* **THE PROBLEM**: Check each line of the material below for the string "metal", then report how many lines have it, and nothing else.

------ RECORDS FOR THIS TASK ------

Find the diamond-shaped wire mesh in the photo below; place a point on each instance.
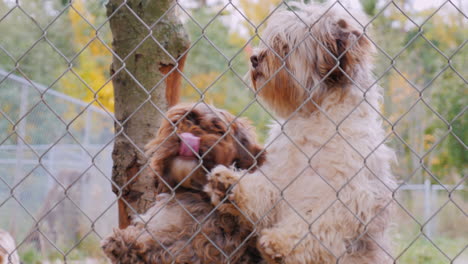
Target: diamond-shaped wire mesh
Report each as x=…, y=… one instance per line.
x=63, y=190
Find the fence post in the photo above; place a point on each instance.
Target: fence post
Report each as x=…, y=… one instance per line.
x=428, y=207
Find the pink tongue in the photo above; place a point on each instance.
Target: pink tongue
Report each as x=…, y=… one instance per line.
x=189, y=145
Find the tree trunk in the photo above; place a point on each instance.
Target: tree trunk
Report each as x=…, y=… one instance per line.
x=145, y=72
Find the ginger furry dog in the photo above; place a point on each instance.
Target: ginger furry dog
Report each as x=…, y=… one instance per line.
x=325, y=189
x=169, y=231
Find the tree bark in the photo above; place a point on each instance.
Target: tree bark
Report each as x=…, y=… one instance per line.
x=143, y=74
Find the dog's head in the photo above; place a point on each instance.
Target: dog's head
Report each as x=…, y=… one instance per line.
x=306, y=54
x=195, y=138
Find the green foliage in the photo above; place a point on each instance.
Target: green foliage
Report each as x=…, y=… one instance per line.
x=369, y=6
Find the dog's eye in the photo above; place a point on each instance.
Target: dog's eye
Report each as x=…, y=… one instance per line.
x=193, y=117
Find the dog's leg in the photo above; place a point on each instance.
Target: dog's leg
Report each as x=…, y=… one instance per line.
x=252, y=193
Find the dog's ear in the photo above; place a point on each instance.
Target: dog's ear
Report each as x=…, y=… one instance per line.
x=347, y=48
x=249, y=152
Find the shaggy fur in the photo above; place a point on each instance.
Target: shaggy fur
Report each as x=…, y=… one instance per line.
x=169, y=231
x=8, y=253
x=324, y=192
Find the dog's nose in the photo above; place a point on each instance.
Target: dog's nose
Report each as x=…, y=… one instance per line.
x=254, y=61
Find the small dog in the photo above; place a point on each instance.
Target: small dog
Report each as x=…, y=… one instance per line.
x=8, y=252
x=185, y=227
x=325, y=189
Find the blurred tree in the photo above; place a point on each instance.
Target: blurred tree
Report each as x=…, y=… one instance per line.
x=92, y=63
x=145, y=78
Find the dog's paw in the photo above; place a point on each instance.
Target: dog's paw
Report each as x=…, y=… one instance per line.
x=273, y=246
x=220, y=180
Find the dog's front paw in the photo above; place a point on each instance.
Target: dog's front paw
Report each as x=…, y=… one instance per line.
x=273, y=246
x=220, y=180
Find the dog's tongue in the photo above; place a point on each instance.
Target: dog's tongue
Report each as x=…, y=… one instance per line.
x=189, y=145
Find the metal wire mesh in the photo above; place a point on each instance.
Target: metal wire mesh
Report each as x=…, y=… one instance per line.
x=55, y=149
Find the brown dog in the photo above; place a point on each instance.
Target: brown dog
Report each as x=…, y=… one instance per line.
x=183, y=226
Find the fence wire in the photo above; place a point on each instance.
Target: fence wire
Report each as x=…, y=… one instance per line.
x=55, y=148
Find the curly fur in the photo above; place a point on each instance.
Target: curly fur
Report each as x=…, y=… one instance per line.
x=325, y=190
x=183, y=226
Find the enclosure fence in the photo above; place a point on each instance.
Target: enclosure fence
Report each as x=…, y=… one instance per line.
x=55, y=150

------

* **RESPONSE TO THE EXERCISE**: 2